** start of Records for the exercise **

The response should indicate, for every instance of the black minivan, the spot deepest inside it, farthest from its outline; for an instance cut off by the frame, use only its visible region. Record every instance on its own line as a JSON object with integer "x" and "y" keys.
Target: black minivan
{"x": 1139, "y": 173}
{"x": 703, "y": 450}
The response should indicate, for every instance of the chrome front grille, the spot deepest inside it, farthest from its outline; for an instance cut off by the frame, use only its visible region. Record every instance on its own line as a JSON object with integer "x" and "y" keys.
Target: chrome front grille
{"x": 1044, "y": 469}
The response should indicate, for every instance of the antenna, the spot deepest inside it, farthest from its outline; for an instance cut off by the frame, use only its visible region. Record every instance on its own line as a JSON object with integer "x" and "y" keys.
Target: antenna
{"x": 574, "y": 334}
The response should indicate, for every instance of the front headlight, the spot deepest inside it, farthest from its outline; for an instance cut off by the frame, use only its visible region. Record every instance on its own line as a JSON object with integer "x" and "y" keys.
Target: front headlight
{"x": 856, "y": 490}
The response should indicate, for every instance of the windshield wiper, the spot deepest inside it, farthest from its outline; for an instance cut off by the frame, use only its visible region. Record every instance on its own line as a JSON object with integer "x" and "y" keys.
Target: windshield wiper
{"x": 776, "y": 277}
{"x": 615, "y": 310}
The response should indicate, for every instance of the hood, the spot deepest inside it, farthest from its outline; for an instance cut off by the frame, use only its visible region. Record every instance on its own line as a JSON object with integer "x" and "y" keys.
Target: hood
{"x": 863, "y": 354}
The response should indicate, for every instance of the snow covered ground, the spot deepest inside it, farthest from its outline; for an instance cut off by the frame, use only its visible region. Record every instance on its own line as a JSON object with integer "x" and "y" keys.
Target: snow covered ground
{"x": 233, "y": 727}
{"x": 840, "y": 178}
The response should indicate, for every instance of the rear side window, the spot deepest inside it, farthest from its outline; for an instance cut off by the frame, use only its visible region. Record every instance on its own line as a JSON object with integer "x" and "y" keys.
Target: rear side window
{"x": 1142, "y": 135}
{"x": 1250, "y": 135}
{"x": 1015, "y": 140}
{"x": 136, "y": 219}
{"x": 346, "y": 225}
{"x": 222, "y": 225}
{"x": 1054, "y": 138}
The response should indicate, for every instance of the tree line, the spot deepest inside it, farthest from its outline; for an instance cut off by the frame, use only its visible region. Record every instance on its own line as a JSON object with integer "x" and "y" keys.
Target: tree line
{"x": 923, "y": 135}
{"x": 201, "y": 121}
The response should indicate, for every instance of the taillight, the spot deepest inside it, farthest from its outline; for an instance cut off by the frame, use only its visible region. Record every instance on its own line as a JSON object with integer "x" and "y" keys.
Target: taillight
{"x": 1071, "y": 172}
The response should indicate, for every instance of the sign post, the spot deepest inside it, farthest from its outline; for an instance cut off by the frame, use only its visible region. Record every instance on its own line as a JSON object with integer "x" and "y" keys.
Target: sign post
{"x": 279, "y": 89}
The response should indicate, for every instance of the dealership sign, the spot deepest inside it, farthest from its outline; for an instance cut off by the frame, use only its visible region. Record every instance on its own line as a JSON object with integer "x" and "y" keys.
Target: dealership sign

** end of Records for the exercise **

_Task directions_
Above are the records; retype them all without a single difference.

_Task result_
The response should indicate, for every instance of the black minivan, the spot deepest inside it, farthest from its outline; for an instance cut off by the frame, use only its visible region. Record every instance on its own line as a JSON object with integer "x" and "y" keys.
Target: black minivan
{"x": 1139, "y": 173}
{"x": 703, "y": 450}
The response should indicate, for every instance of the chrome front grille, the spot deepest inside it, farthest from its outline; for an instance cut off by the frame, use only its visible region. Record every instance on its own line as a JSON object with integer "x" and "y" keys.
Target: chrome front grille
{"x": 1044, "y": 469}
The response should indicate, for every instance of the antenna, the spot deepest inside it, farthest from its outline; for an instance cut off by the frame, use only its visible region. Record every instance on its own line as a JSON object with integer "x" and "y" keys.
Target: antenna
{"x": 574, "y": 334}
The response should indicate, for every instance of the front headlight, the spot deepest inside it, farthest from its outline; for an instance cut off by the frame, use only its visible region. Record every instance on its own line as a JSON object with integer "x" and "y" keys.
Target: front headlight
{"x": 856, "y": 490}
The response should indicate, for every instance of the windshield wiper, the spot deepest inside it, farthest from its outline; for an instance cut off by the frame, use only its visible region. Record every instance on its own line as a JSON object with integer "x" and "y" keys.
Target: windshield wiper
{"x": 776, "y": 277}
{"x": 615, "y": 310}
The response should indicate, for every instance of the hood, the spot deepest inside it, farthest from its outline; for an instance cut off by the frame, use only its visible region. Record every instance on its own line as a JSON object with integer "x" and "y" keys.
Target: hood
{"x": 863, "y": 354}
The response should indicate, for every instance of the snow covered ground, the spot deepest inside it, farthest from its outline; for an instance cut off by the frame, use only its visible region. Record every instance on its own line as a JSON object with integer "x" and "y" keys.
Target: snow covered ground
{"x": 233, "y": 727}
{"x": 840, "y": 178}
The response should indicate, for every instance of the rear side window, the spot deepest inside it, farthest from its outline; for an instance cut off by the frame, use only its visible region. Record every instance on its own line as a JSON object with integer "x" and "y" keys.
Target: rear side window
{"x": 1142, "y": 135}
{"x": 1250, "y": 135}
{"x": 1015, "y": 140}
{"x": 136, "y": 219}
{"x": 346, "y": 225}
{"x": 222, "y": 225}
{"x": 1054, "y": 138}
The response should indicate, for every instance of the tree line, the spot deepest inside it, farthest from its outline; for an instance cut off by the frame, use only its visible region. Record every instance on its own line as a JSON object with integer "x" and "y" keys.
Target: tree line
{"x": 923, "y": 135}
{"x": 201, "y": 121}
The response should indicate, for every instance of the taillight, the spot deepest inside it, farthest from its outline; for an instance cut off by the frame, use only its visible region. Record every instance on its own line as a JSON object with integer "x" and "y" keys.
Target: taillight
{"x": 1071, "y": 172}
The response should indicate, for every instance of the sign post, the spot deepest inside it, farthest from its outline; for an instance cut off by the frame, use only its visible region. Record every instance on its own line as a JSON object with integer "x" and "y" keys.
Target: sign post
{"x": 279, "y": 89}
The response should indicate, for every instance of the dealership sign, the spot deepest inside it, farthest from its outline; for an instance cut off by the frame, use only its visible region. Record every instance on its own line as a JSON object with integer "x" and "y" keys.
Target: dealership sign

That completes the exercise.